[Shape boundary entries]
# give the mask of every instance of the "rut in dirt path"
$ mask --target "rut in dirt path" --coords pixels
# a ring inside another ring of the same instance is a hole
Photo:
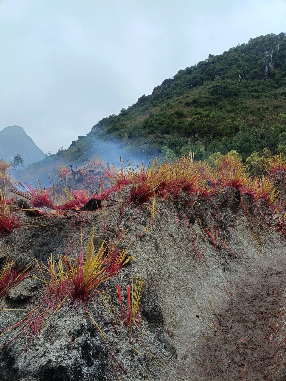
[[[252,265],[241,282],[228,285],[232,301],[216,310],[216,331],[194,355],[202,379],[286,380],[286,263],[281,262]]]

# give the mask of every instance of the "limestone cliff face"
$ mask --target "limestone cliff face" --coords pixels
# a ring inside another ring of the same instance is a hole
[[[38,162],[45,154],[19,126],[8,126],[0,131],[0,158],[9,162],[19,154],[27,165]]]

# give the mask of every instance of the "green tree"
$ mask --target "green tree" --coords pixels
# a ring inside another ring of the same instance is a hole
[[[16,173],[16,178],[18,176],[18,171],[21,168],[24,168],[24,159],[19,154],[18,154],[11,163],[11,166]]]

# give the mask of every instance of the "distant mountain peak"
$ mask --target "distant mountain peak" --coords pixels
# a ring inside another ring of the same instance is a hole
[[[0,131],[0,158],[10,162],[18,154],[24,159],[25,165],[45,157],[44,153],[22,127],[8,126]]]

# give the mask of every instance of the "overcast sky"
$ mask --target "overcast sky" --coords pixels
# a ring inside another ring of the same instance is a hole
[[[0,0],[0,130],[45,153],[182,68],[286,31],[286,0]]]

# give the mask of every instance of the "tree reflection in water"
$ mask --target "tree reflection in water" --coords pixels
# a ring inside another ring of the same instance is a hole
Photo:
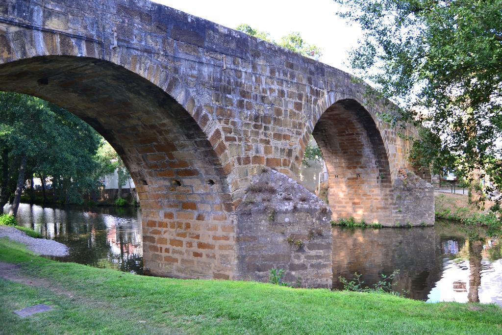
[[[399,269],[395,290],[410,298],[502,305],[498,240],[468,236],[448,222],[409,229],[334,228],[333,287],[342,288],[339,276],[362,274],[370,286]]]
[[[55,259],[143,273],[141,211],[21,204],[18,218],[23,226],[70,248],[69,256]]]

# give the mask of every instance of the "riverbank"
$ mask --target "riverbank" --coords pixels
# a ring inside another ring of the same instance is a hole
[[[502,333],[493,305],[146,277],[58,263],[5,238],[0,261],[17,278],[0,279],[2,333]],[[40,303],[54,309],[12,313]]]
[[[473,215],[486,213],[493,203],[487,200],[482,208],[478,208],[473,203],[469,203],[469,197],[462,194],[436,192],[435,210],[437,218],[461,221]]]

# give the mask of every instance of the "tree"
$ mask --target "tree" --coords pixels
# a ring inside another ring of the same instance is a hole
[[[502,0],[335,1],[363,32],[353,68],[400,107],[381,116],[423,127],[412,158],[499,189]]]
[[[290,33],[285,36],[283,36],[279,42],[277,42],[270,37],[270,34],[268,33],[254,29],[246,24],[239,25],[235,29],[252,36],[277,44],[283,48],[286,48],[292,51],[297,52],[306,57],[317,60],[322,54],[321,49],[319,47],[304,41],[300,33],[297,32]]]

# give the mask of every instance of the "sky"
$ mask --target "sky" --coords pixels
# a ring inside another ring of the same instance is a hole
[[[246,23],[277,41],[299,32],[304,41],[322,49],[320,61],[352,73],[348,52],[356,46],[361,31],[336,16],[340,8],[332,0],[154,1],[230,28]]]

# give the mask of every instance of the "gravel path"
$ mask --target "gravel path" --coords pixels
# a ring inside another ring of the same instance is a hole
[[[52,240],[34,239],[14,227],[0,226],[0,237],[8,237],[13,241],[26,245],[37,255],[48,256],[65,256],[69,254],[68,247]]]

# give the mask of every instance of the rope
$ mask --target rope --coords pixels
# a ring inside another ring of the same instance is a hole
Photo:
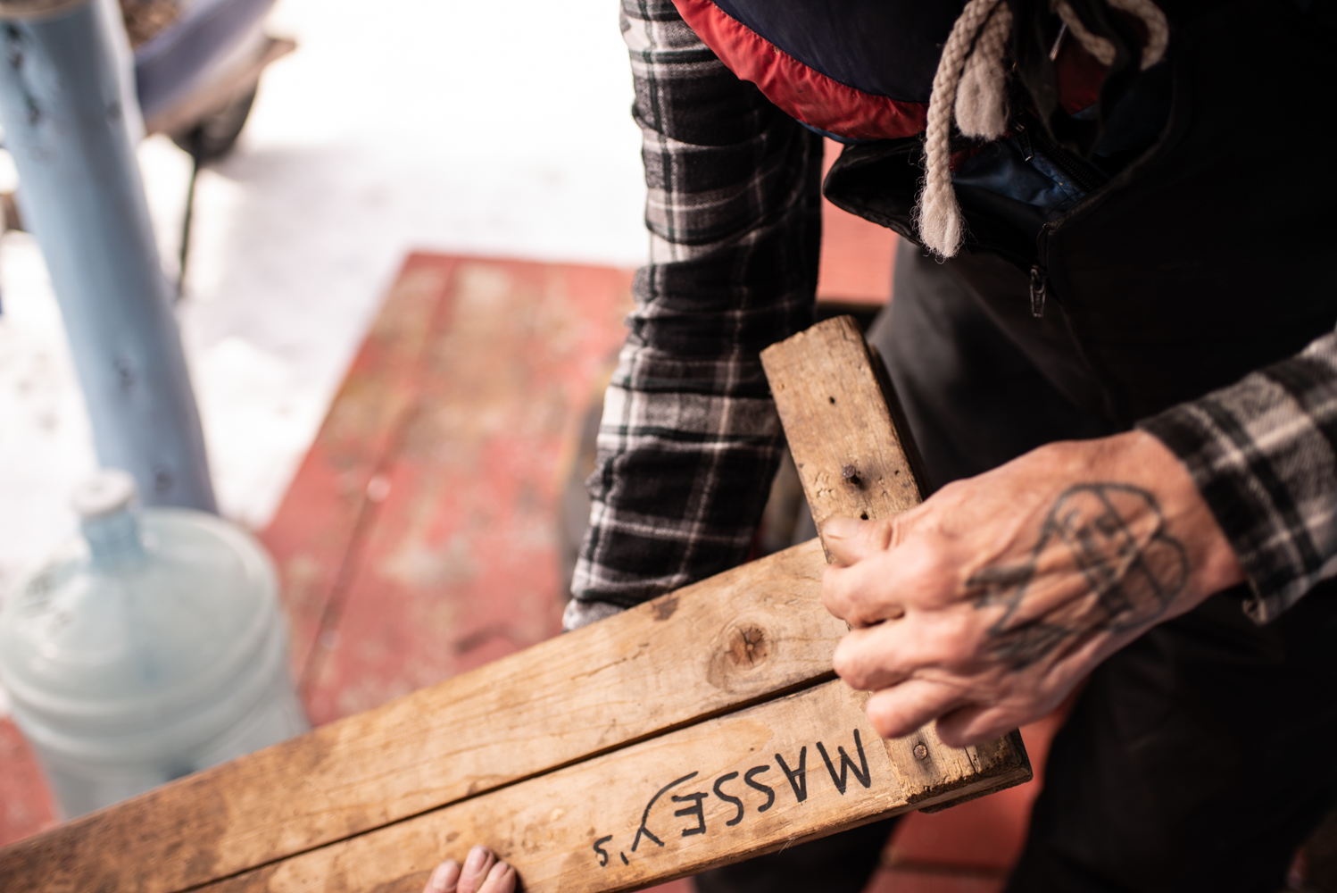
[[[928,127],[924,132],[924,191],[920,193],[919,230],[924,245],[940,257],[956,257],[965,238],[965,219],[952,188],[951,152],[948,138],[952,131],[952,107],[956,88],[961,83],[965,55],[975,43],[980,25],[988,20],[993,7],[1003,0],[969,0],[961,16],[952,25],[952,33],[943,45],[943,57],[933,75],[933,90],[928,99]]]
[[[1087,29],[1068,0],[1050,0],[1072,36],[1103,66],[1114,63],[1114,44]],[[1108,0],[1147,27],[1142,68],[1165,57],[1170,25],[1152,0]],[[940,258],[956,257],[965,239],[965,218],[952,188],[949,138],[953,111],[963,134],[997,139],[1007,131],[1007,52],[1012,33],[1012,9],[1007,0],[969,0],[943,45],[933,75],[924,132],[924,188],[916,223],[920,241]]]

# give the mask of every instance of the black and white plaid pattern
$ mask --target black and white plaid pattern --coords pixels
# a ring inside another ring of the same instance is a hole
[[[1271,620],[1337,573],[1337,333],[1143,421],[1179,456]]]
[[[670,0],[623,0],[651,262],[599,429],[566,626],[747,556],[782,441],[758,353],[812,320],[821,140]],[[1337,334],[1140,425],[1187,465],[1265,622],[1337,572]]]
[[[568,628],[747,557],[782,444],[758,354],[812,322],[821,139],[668,0],[623,0],[650,265],[604,397]]]

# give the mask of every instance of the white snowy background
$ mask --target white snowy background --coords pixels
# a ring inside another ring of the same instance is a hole
[[[405,253],[634,266],[640,138],[616,0],[279,0],[298,41],[201,171],[178,307],[222,512],[263,527]],[[190,159],[139,152],[174,274]],[[0,158],[0,187],[16,176]],[[94,465],[32,237],[0,242],[0,599]],[[0,692],[0,714],[4,695]]]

BRIEF
Without the pictures, repeat exactly the lines running from the line containing "# give the mask of every instance of the rope" through the end of the data, both ends included.

WORKED ANSWER
# give the mask of every instance of the rope
$ mask --target rope --coords pixels
# a ring inside another ring of the same instance is a hole
Photo:
[[[928,127],[924,132],[924,191],[920,193],[919,230],[924,245],[940,257],[956,257],[965,238],[965,219],[952,188],[951,152],[948,138],[952,131],[952,107],[956,88],[961,83],[965,55],[975,43],[980,25],[988,20],[993,7],[1003,0],[969,0],[961,16],[952,25],[952,33],[943,45],[943,57],[933,75],[933,90],[928,99]]]
[[[1087,29],[1068,0],[1050,0],[1072,36],[1103,66],[1114,63],[1114,44]],[[1108,0],[1147,27],[1142,68],[1165,57],[1170,25],[1152,0]],[[940,258],[956,257],[965,239],[965,218],[952,188],[949,138],[953,111],[963,134],[997,139],[1007,131],[1007,52],[1012,33],[1012,9],[1007,0],[969,0],[943,45],[933,75],[924,132],[924,188],[916,223],[920,241]]]

# give the mask of every instance of the black and white plaid pattern
$ mask --target black and white plaid pattern --coords pixels
# a ring inside another ring of the same instance is a hole
[[[1271,620],[1337,573],[1337,333],[1143,421],[1179,456]]]
[[[670,0],[623,0],[651,262],[599,429],[566,626],[747,556],[782,441],[758,353],[812,320],[821,140]],[[1337,334],[1140,425],[1187,465],[1265,622],[1337,572]]]
[[[568,628],[747,557],[782,444],[758,354],[812,322],[821,139],[668,0],[623,0],[650,265],[604,397]]]

# give the mask of every instance of the white snowy background
$ mask --target white snowy background --coords pixels
# a ring inside another ring of the same instance is a hole
[[[405,253],[634,266],[640,138],[616,0],[279,0],[298,41],[201,171],[178,307],[222,512],[263,527]],[[190,159],[139,152],[174,274]],[[0,158],[0,187],[16,176]],[[94,465],[32,237],[0,242],[0,599]],[[0,692],[0,714],[4,695]]]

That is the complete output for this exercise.